> [Activity list]:
• 1. In the book review, what is happening to the earth that causes the disaster in the novel?
• 2. From the book review, output the passage between "In case you" and "practice goes on.", inclusive.

> [Excerpted passage]:
○ ○ ○ ○ ○
Okay, maybe not a miracle. But something really extraordinary. Which this isn’t. I’m so confused.

In case you DO live in a vacuum, The Age of Miracles, the debut of novelist Karen Thompson Walker, is set in suburban California right about now. The earth’s rotation is inexplicably slowing, leading to hours of night, hours of bright day, throwing the universe out of temporal, circadian, climactic whack. Gravity is affected, birds cannot fly, fish cannot swim. Crops fail, cults flourish, communities collapse. But soccer practice goes on.

It’s a brilliant premise and Thompson Walker does a superb job of presenting this disaster and its unfolding consequences without miring the book in scientific explanations. I don’t need to know why the slowing is happening; I’m ready to believe that our destruction of the planet can extend into our solar system. I am, therefore, disappointed by the author’s heavy-handed foreshadowing. Frequent sentences with “It was the last time we…” or “We never…again…” steal the immediacy of the disaster.

Now that I’ve read several published reviews, let me dispel the widespread notion this story is told from the point of view of an 11-year old narrator, Julia. No. It isn’t. It’s told by 20-something Julia, looking back on the first year when the earth’s rotation decelerated. Which changes everything this book is suggested to be – a coming of age story, a unique perspective of a girl as the world begins a slow collapse around her. That misperception is not the author’s fault. But by choosing to tell the story from many years’ distance, Karen Thompson Walker does present the reader with an unreliable narrator. Are we expected to trust Julia’s memory of how her limited community – her neighborhood, her school, her family – reacted to “the slowing”? Even more to the point, because this is a book far more concerned with human nature than its sci-fi premise would suggest, are we to trust older Julia’s recounting of the relationships as she observed and participated in them? Had the author truly wanted us to live in Julia’s moment, she would have let the little girl speak in her own voice, not via the sophisticated redaction presented by her adult self.

I can’t quite figure out if this is meant to be Young Adult fiction. If 11-year old Julia were truly the narrator, I’d say a definitive “Yes”. But Julia’s voice and her perceptions don’t ring true in so young a girl. Given her neighborhood, her home life – it doesn’t compute that she was as worldly-wise as her 20-something self portrays her. Yet, the emotional dimensions of this novel are too simplistic for adult literary fiction. It’s all so muddled.
○ ○ ○ ○ ○
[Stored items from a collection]
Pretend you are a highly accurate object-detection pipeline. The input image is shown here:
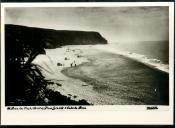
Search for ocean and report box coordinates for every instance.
[109,41,169,64]
[35,42,169,105]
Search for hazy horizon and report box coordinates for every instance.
[5,6,169,43]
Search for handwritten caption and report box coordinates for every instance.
[7,106,86,110]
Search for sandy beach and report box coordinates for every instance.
[33,45,169,105]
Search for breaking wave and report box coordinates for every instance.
[96,45,169,73]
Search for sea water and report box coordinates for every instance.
[97,41,169,73]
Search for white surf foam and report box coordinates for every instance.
[95,45,169,73]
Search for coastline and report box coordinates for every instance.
[32,45,168,105]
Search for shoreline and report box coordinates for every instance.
[32,45,167,104]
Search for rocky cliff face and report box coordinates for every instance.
[5,24,107,48]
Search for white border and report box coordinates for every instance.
○ ○ ○ ○ ○
> [Answers given]:
• 1. The earth's rotation is inexplicably slowing.

• 2.
In case you DO live in a vacuum, The Age of Miracles, the debut of novelist Karen Thompson Walker, is set in suburban California right about now. The earth’s rotation is inexplicably slowing, leading to hours of night, hours of bright day, throwing the universe out of temporal, circadian, climactic whack. Gravity is affected, birds cannot fly, fish cannot swim. Crops fail, cults flourish, communities collapse. But soccer practice goes on.